The move comes as Newsom touted California as a leader in AI regulation and criticized the inaction at the federal level in a recent conversation with former President Bill Clinton. The new law will establish some of the first-in-the-nation regulations on large-scale AI models without hurting the state's homegrown industry, Newsom said. Many of the world's top AI companies are located in California and will have to follow the requirements.

“California has proven that we can establish regulations to protect our communities while also ensuring that the growing AI industry continues to thrive. This legislation strikes that balance," Newsom said in a statement.

The legislation requires AI companies to implement and disclose publicly safety protocols to prevent their most advanced models from being used to cause major harm. The rules are designed to cover AI systems if they meet a “frontier” threshold that signals they run on a huge amount of computing power.

Such thresholds are based on how many calculations the computers are performing. Those who crafted the regulations have acknowledged the numerical thresholds are an imperfect starting point to distinguish today’s highest-performing generative AI systems from the next generation that could be even more powerful. The existing systems are largely made by California-based companies like Anthropic, Google, Meta Platforms and OpenAI.

The legislation defines a catastrophic risk as something that would cause at least $1 billion in damage or more than 50 injuries or deaths. It's designed to guard against AI being used for activities that could cause mass disruption, such as hacking into a power grid.

Companies also have to report to the state any critical safety incidents within 15 days. The law creates whistleblower protections for AI workers and establishes a public cloud for researchers. It includes a fine of $1 million per violation.

It drew opposition from some tech companies, which argued that AI legislation should be done at the federal level. But Anthropic said the regulations are “practical safeguards” that make official the safety practices many companies are already doing voluntarily.

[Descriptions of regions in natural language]

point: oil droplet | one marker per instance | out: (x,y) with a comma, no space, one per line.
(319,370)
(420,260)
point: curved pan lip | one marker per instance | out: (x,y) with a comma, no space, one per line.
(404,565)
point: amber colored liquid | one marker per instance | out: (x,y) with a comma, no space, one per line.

_Brief 1_
Output the section of the California AI law article from "The legislation defines" up to and including "a power grid.".
_Brief 2_
Continue the California AI law article from the point at which it ends.
The records were taken from a separate source.

_Answer 1_
The legislation defines a catastrophic risk as something that would cause at least $1 billion in damage or more than 50 injuries or deaths. It's designed to guard against AI being used for activities that could cause mass disruption, such as hacking into a power grid.

_Answer 2_
"While federal standards remain essential to avoid a patchwork of state regulations, California has created a strong framework that balances public safety with continued innovation,” Jack Clark, co-founder and head of policy at Anthropic, said in a statement.

The signing comes after Newsom last year vetoed a broader version of the legislation, siding with tech companies that said the requirements were too rigid and would have hampered innovation. Newsom instead asked a group of several industry experts, including AI pioneer Fei-Fei Li, to develop recommendations on guardrails around powerful AI models.

The new law incorporates recommendations and feedback from Newsom’s group of AI experts and the industry, supporters said. The legislation also doesn't put the same level of reporting requirements on startups to avoid hurting innovation, said state Sen. Scott Wiener of San Francisco, the bill's author.

“With this law, California is stepping up, once again, as a global leader on both technology innovation and safety,” Wiener said in a statement.

Newsom's decision comes as President Donald Trump in July announced a plan to eliminate what his administration sees as “onerous” regulations to speed up AI innovation and cement the U.S.' position as the global AI leader. Republicans in Congress earlier this year unsuccessfully tried to ban states and localities from regulating AI for a decade.

Without stronger federal regulations, states across the country have spent the last few years trying to rein in the technology, tackling everything from deepfakes in elections to AI “therapy.” In California, the Legislature this year passed a number of bills to address safety concerns around AI chatbots for children and the use of AI in the workplace.

California has also been an early adopter of AI technologies. The state has deployed generative AI tools to spot wildfires and address highway congestion and road safety, among other things.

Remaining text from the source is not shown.